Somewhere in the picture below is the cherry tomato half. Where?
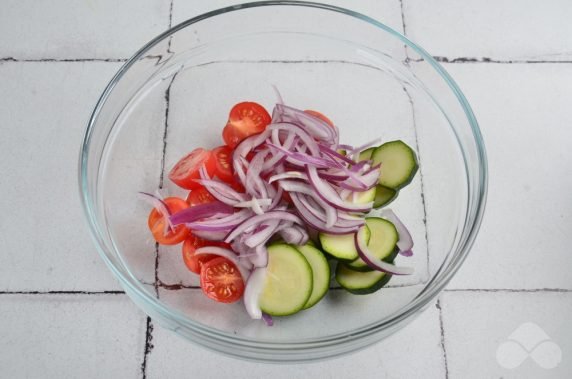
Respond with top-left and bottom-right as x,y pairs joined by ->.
183,234 -> 217,274
201,257 -> 244,303
304,109 -> 334,128
187,187 -> 216,207
222,101 -> 272,149
169,147 -> 215,189
147,197 -> 189,245
212,146 -> 234,183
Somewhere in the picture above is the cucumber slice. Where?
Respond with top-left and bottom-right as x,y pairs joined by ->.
373,184 -> 399,208
371,141 -> 418,189
296,244 -> 330,309
347,217 -> 399,271
320,228 -> 370,261
358,147 -> 376,162
336,263 -> 391,295
350,187 -> 376,204
259,243 -> 313,316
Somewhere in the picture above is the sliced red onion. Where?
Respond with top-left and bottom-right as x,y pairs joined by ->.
267,122 -> 320,156
244,219 -> 281,248
195,246 -> 250,283
355,227 -> 413,275
193,230 -> 228,241
318,170 -> 349,182
338,144 -> 354,151
244,267 -> 267,320
268,171 -> 308,183
380,208 -> 413,255
234,197 -> 272,208
139,192 -> 175,232
248,245 -> 268,267
320,145 -> 357,165
290,193 -> 358,234
225,211 -> 302,242
266,143 -> 338,168
273,104 -> 337,144
399,250 -> 413,257
306,166 -> 373,212
169,201 -> 233,225
244,151 -> 268,197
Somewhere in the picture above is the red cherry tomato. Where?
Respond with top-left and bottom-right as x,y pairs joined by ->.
222,101 -> 272,149
201,257 -> 244,303
212,146 -> 234,182
304,109 -> 334,128
169,147 -> 216,189
187,187 -> 216,207
147,197 -> 189,245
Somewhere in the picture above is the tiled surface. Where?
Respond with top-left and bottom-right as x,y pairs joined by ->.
0,294 -> 145,378
0,0 -> 170,59
147,306 -> 445,379
403,0 -> 572,61
0,0 -> 572,378
445,64 -> 572,289
173,0 -> 403,32
441,292 -> 572,379
0,62 -> 124,291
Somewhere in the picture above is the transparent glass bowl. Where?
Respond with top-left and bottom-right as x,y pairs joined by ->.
80,1 -> 487,362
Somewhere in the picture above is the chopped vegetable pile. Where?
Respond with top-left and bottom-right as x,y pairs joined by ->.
141,102 -> 418,325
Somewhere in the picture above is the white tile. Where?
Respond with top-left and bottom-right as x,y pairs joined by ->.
0,0 -> 170,59
173,0 -> 403,33
159,63 -> 427,285
0,295 -> 146,378
441,292 -> 572,379
0,62 -> 124,291
403,0 -> 572,60
428,64 -> 572,289
147,306 -> 445,379
171,0 -> 405,61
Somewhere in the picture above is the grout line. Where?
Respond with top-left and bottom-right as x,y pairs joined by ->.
435,299 -> 449,379
399,0 -> 410,64
443,288 -> 572,293
0,56 -> 572,68
157,280 -> 201,291
153,242 -> 159,299
167,0 -> 175,54
411,56 -> 572,64
402,87 -> 431,277
169,0 -> 175,29
0,57 -> 127,62
141,316 -> 154,379
0,291 -> 125,295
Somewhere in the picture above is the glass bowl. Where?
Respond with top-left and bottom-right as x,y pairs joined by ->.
79,1 -> 487,362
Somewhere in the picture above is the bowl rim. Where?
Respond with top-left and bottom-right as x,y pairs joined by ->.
78,0 -> 488,355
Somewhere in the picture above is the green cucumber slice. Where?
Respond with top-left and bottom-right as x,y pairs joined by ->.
371,141 -> 418,189
347,217 -> 399,271
259,243 -> 313,316
296,244 -> 330,309
373,184 -> 399,208
319,229 -> 370,262
336,263 -> 391,295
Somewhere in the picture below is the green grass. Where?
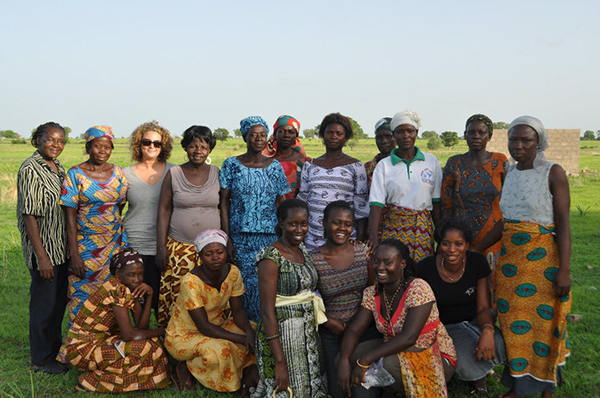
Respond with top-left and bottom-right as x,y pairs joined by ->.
0,139 -> 600,398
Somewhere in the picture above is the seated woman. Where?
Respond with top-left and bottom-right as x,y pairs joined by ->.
310,200 -> 381,398
338,239 -> 456,397
417,218 -> 506,397
254,199 -> 327,398
165,229 -> 258,393
57,249 -> 170,393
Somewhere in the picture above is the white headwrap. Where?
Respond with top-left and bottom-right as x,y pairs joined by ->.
390,111 -> 421,131
508,115 -> 548,168
194,229 -> 227,253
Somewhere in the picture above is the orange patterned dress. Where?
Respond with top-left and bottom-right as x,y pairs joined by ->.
165,265 -> 256,392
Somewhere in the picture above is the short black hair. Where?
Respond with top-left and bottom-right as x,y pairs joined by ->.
319,112 -> 354,140
31,122 -> 67,148
181,126 -> 217,151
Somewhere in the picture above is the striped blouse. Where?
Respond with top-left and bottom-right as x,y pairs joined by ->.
310,242 -> 369,322
17,151 -> 69,269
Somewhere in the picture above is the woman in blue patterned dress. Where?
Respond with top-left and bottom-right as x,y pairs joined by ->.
60,126 -> 128,322
219,116 -> 290,322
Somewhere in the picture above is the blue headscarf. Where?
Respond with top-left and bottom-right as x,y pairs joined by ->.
240,116 -> 269,138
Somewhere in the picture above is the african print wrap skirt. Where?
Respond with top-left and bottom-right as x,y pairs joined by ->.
381,203 -> 433,263
496,220 -> 571,384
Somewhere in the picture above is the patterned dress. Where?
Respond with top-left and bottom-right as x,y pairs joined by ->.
362,279 -> 456,398
60,166 -> 129,322
219,157 -> 290,322
254,244 -> 327,398
57,277 -> 170,393
165,265 -> 256,392
496,162 -> 571,395
298,161 -> 369,250
442,152 -> 508,255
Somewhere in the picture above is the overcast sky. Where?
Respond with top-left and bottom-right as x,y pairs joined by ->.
0,0 -> 600,136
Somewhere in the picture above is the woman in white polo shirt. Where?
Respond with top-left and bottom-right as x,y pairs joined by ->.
369,111 -> 442,262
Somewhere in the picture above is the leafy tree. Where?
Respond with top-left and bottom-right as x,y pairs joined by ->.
302,129 -> 317,140
0,130 -> 19,138
421,130 -> 439,140
581,130 -> 596,141
440,131 -> 458,149
213,127 -> 229,141
427,137 -> 442,150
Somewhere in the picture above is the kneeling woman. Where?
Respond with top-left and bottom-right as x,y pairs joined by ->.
165,229 -> 258,392
417,218 -> 506,397
338,239 -> 456,397
58,249 -> 170,393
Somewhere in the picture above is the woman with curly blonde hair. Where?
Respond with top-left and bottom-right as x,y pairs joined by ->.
123,121 -> 173,313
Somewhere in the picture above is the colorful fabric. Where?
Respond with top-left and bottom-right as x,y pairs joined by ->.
240,116 -> 269,137
194,229 -> 227,253
390,111 -> 421,131
362,278 -> 456,363
298,161 -> 369,250
17,151 -> 69,269
442,152 -> 508,255
375,117 -> 392,135
465,113 -> 494,134
254,245 -> 327,398
231,233 -> 277,322
156,236 -> 200,327
310,242 -> 369,322
165,265 -> 256,392
398,344 -> 448,398
381,204 -> 434,263
219,156 -> 290,236
83,126 -> 115,142
60,166 -> 129,322
57,277 -> 170,393
496,219 -> 571,395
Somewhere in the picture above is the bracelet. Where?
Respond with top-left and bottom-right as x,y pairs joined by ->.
481,323 -> 496,332
265,333 -> 281,341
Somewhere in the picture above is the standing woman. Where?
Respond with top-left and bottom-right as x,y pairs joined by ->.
255,199 -> 327,398
17,122 -> 69,374
369,111 -> 442,262
298,113 -> 369,250
60,126 -> 129,323
220,116 -> 290,322
262,115 -> 307,199
156,126 -> 221,327
442,114 -> 508,257
497,116 -> 571,398
123,121 -> 173,316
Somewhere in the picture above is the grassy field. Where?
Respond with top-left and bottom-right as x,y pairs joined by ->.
0,139 -> 600,398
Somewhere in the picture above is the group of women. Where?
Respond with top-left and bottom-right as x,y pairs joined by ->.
17,111 -> 571,397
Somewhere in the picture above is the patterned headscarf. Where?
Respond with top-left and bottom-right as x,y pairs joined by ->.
110,247 -> 144,275
84,126 -> 115,142
465,113 -> 494,134
375,117 -> 392,135
508,115 -> 548,168
240,116 -> 269,138
262,115 -> 306,158
390,111 -> 421,131
194,229 -> 227,253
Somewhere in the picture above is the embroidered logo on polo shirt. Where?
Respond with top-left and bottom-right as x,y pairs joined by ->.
421,169 -> 433,185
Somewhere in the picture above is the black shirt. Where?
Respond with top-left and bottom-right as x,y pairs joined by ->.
417,251 -> 492,324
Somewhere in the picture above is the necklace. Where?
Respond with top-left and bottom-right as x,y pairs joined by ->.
441,256 -> 466,282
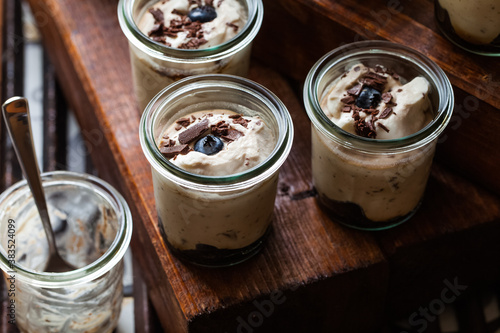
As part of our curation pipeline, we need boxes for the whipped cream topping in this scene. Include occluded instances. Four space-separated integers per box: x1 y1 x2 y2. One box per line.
138 0 248 49
321 64 433 139
159 110 276 176
439 0 500 45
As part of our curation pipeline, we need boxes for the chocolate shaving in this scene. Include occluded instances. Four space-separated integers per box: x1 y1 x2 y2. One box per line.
340 95 356 104
360 72 387 91
179 118 209 144
377 123 389 133
226 22 240 32
211 120 229 137
233 117 250 128
176 118 191 127
179 38 207 49
160 144 189 158
149 8 165 24
347 83 363 96
160 138 175 148
354 119 377 139
221 128 244 141
379 108 392 119
382 92 392 104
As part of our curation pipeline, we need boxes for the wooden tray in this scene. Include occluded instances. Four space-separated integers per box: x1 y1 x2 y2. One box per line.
25 0 500 332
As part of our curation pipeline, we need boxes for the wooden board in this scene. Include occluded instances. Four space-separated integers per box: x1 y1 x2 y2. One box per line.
255 0 500 194
25 0 500 332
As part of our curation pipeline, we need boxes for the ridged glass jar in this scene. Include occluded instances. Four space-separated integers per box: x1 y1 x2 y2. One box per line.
0 171 132 333
304 41 454 230
118 0 264 112
140 74 293 266
434 0 500 57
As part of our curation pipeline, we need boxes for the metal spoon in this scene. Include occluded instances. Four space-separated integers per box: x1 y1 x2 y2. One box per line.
2 97 75 272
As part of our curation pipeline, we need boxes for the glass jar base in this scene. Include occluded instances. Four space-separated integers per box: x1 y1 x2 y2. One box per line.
318 195 420 231
434 1 500 57
159 224 271 268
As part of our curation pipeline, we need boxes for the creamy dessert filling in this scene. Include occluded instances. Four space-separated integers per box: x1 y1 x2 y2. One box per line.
439 0 500 45
321 64 433 139
312 63 435 223
138 0 248 49
159 110 276 176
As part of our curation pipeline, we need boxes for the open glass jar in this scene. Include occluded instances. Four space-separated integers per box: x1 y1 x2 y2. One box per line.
434 0 500 56
140 74 293 266
304 41 454 230
118 0 264 111
0 171 132 333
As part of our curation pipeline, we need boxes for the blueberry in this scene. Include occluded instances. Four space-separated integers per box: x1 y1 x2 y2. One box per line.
194 134 224 155
188 6 217 23
356 87 382 109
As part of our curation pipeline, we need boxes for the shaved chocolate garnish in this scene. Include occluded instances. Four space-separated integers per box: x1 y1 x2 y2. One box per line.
176 118 191 127
377 123 389 133
382 92 392 104
211 120 229 137
233 117 250 128
221 128 244 141
340 95 356 104
160 139 175 148
226 22 240 32
379 108 392 119
160 144 189 158
179 38 207 49
360 72 387 91
149 8 165 24
347 83 363 96
179 118 209 144
354 119 377 139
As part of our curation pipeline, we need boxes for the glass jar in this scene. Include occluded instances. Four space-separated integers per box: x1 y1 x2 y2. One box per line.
118 0 264 111
0 171 132 333
140 74 293 266
304 41 454 230
434 0 500 56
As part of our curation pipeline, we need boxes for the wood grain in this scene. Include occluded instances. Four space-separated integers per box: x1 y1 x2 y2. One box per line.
25 0 500 332
255 0 500 194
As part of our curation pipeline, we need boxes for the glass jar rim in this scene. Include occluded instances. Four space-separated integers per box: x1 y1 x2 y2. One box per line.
139 74 294 192
118 0 264 63
303 40 454 153
0 171 132 288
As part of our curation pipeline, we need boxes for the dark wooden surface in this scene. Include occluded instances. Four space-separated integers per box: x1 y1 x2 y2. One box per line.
254 0 500 194
21 0 500 332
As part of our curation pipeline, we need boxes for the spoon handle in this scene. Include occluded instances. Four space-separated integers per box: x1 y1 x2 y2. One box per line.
2 97 56 254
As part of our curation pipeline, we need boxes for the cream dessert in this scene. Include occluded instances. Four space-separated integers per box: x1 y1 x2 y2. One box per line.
153 109 278 264
312 63 435 228
160 110 276 176
436 0 500 46
0 174 131 333
122 0 254 111
138 0 247 49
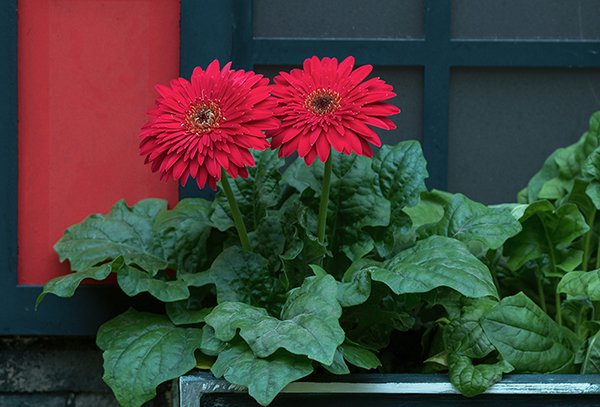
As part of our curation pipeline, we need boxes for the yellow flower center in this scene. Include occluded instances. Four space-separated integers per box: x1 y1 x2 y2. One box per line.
304 88 342 116
182 100 223 134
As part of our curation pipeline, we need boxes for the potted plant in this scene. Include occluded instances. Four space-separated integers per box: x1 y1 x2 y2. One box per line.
38 57 600 406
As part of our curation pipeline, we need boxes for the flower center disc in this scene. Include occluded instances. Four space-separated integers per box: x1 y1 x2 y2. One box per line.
304 89 342 116
183 101 223 134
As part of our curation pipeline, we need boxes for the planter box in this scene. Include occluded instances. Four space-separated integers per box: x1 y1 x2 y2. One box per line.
173 373 600 407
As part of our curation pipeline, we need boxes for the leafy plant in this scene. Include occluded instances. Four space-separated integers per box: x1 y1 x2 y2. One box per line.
38 55 600 406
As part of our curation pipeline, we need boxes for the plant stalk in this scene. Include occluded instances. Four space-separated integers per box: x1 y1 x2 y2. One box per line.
221 169 252 252
554 292 562 326
317 153 332 244
596 230 600 269
535 273 548 313
581 210 598 271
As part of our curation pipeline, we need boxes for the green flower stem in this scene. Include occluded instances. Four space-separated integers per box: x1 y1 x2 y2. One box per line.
221 169 252 252
596 233 600 269
317 153 332 244
581 210 598 271
554 288 562 326
535 273 548 313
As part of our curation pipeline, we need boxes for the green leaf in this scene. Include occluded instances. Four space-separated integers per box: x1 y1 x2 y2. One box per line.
482 293 579 373
556 269 600 301
404 190 453 228
448 353 513 397
371 236 498 298
211 149 284 230
580 331 600 374
585 181 600 209
322 347 350 375
96 309 202 407
200 326 227 356
54 199 168 274
327 154 390 261
211 344 313 406
35 257 123 309
284 152 390 261
337 259 381 307
443 299 497 359
504 203 589 271
153 198 212 273
431 194 521 254
340 340 381 369
523 112 600 202
117 266 190 302
372 141 429 209
165 297 212 325
210 246 285 309
248 210 286 268
341 283 415 349
279 202 327 287
205 275 344 365
281 160 325 193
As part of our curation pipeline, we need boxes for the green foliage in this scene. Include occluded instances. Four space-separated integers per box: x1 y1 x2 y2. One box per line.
35 257 123 308
38 122 600 406
211 343 313 406
371 236 498 297
556 270 600 301
96 309 202 407
448 353 513 397
482 293 579 373
205 275 344 365
425 194 521 255
54 199 169 276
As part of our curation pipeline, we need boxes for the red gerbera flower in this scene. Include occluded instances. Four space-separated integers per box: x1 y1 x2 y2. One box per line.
267 57 400 165
140 60 279 189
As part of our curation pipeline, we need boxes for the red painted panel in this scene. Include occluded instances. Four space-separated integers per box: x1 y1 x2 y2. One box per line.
18 0 179 284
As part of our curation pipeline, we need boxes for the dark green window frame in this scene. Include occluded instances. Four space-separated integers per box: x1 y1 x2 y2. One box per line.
0 0 600 335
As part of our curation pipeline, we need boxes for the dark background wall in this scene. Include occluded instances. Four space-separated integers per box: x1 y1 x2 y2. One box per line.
0 0 600 407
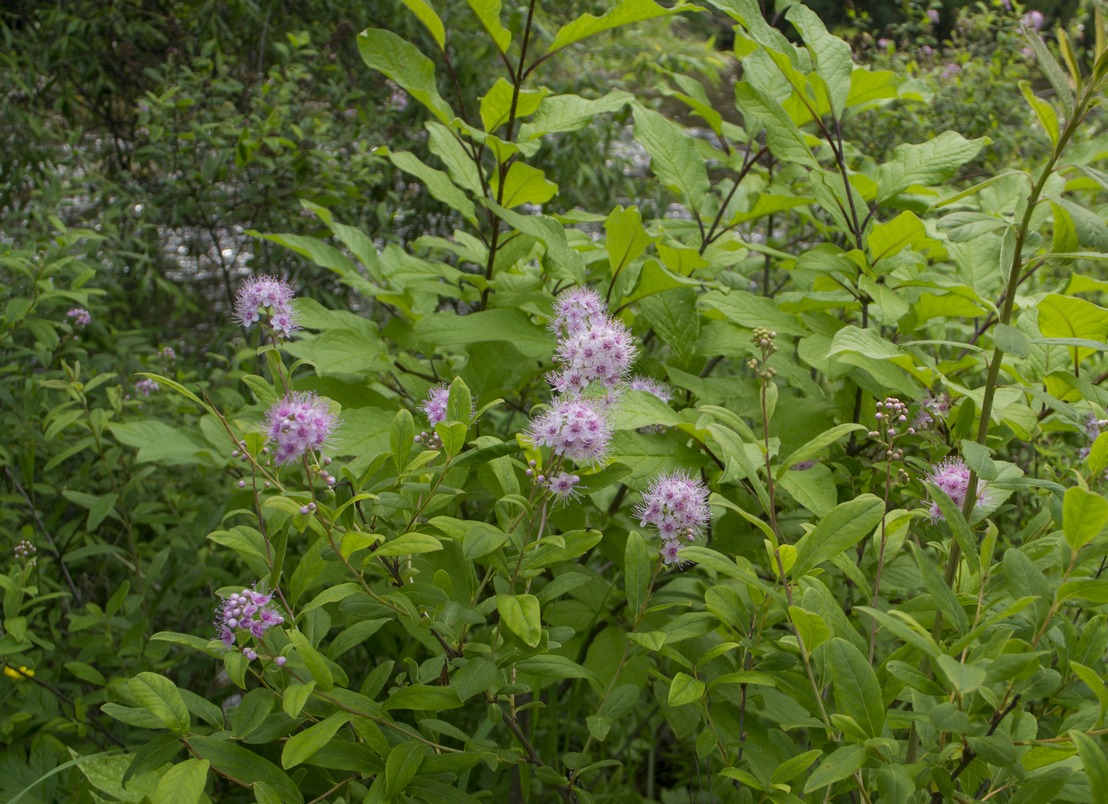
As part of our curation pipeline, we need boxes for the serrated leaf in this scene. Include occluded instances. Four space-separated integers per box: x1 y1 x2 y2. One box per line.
280 712 355 770
496 595 543 648
358 27 454 123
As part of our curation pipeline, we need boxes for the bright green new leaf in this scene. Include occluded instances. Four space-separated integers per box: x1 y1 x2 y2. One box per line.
784 3 854 117
188 734 304 804
466 0 512 53
481 78 546 134
804 744 880 794
496 595 543 648
936 653 987 695
384 741 427 801
624 530 650 616
825 637 885 738
547 0 681 53
1061 486 1108 550
635 106 709 212
280 712 353 770
667 672 705 707
604 206 656 278
402 0 447 50
865 209 927 265
492 162 557 208
792 494 884 578
127 672 189 734
876 131 986 202
358 27 454 123
376 146 476 224
373 533 442 557
154 760 211 804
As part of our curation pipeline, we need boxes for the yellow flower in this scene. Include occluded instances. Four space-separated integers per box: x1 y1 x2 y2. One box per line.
3 664 34 681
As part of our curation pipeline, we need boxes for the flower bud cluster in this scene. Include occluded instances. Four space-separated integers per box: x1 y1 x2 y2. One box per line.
235 275 300 338
635 470 711 565
527 461 581 504
869 396 915 461
215 589 285 646
11 539 39 563
747 327 777 380
927 457 988 522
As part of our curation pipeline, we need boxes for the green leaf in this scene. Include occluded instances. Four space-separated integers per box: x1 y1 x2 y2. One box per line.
1069 729 1108 795
384 684 462 712
280 681 316 718
517 90 634 142
487 202 585 283
492 162 557 208
370 533 442 558
373 145 478 224
804 744 880 794
154 760 211 804
784 3 854 117
876 131 985 203
667 672 705 707
358 27 454 123
466 0 512 53
515 653 596 681
792 494 885 578
107 420 212 466
127 672 189 734
188 734 304 804
624 530 650 616
1061 486 1108 550
936 653 987 695
1038 293 1108 363
481 78 546 134
735 81 820 171
547 0 681 54
789 606 831 653
232 688 274 739
280 712 355 770
635 106 709 212
770 749 823 784
384 744 427 801
777 423 865 478
496 595 543 648
865 210 927 265
1019 81 1058 145
825 637 885 738
288 629 335 692
604 206 656 278
458 522 507 560
1025 31 1074 114
402 0 447 51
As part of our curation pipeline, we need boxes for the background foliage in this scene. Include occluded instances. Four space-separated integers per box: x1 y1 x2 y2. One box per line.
0 0 1108 802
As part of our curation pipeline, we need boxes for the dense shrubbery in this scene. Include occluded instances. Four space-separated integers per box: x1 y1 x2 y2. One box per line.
0 0 1108 802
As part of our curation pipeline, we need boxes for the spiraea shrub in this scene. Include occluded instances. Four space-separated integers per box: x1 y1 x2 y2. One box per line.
4 0 1108 804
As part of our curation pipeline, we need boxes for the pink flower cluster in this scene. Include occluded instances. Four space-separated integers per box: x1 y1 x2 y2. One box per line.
547 288 635 395
551 287 607 336
926 457 987 522
635 471 711 565
65 307 92 327
420 385 450 427
530 398 612 463
215 589 285 658
266 392 335 463
235 275 300 338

========

> Short task
Turn the listing, starting at the line that contains "the wood grain" and stopping after the line that contains "2 97 56 254", into a JSON list of strings with one string per line and no blank lines.

> Solved problem
[
  "As part of our curation pipeline, we need boxes for the wood grain in this scene. Include occluded instances. Four space-separated integers per box: x1 y1 x2 y2. One box per line.",
  "25 0 500 332",
  "255 0 500 194",
  "As part of our curation pipeline, we need boxes for the glass jar rim in this scene. Include occluded instances. Four space-separated integers per box: x1 y1 x2 y2. One box per line.",
  "139 74 294 192",
  "118 0 264 63",
  "303 40 454 153",
  "0 171 132 288",
  "As part of our curation pipeline, we need boxes for the dark wooden surface in this scene. Include occluded instances. Four space-separated integers per box: x1 y1 x2 y2. One box per line.",
  "254 0 500 194",
  "21 0 500 332",
  "As part of our curation pipeline, we need boxes for the spoon handle in this scene. Include occluded instances. Four space-separated integers per box: x1 y1 x2 y2. One box per line.",
  "2 97 56 254"
]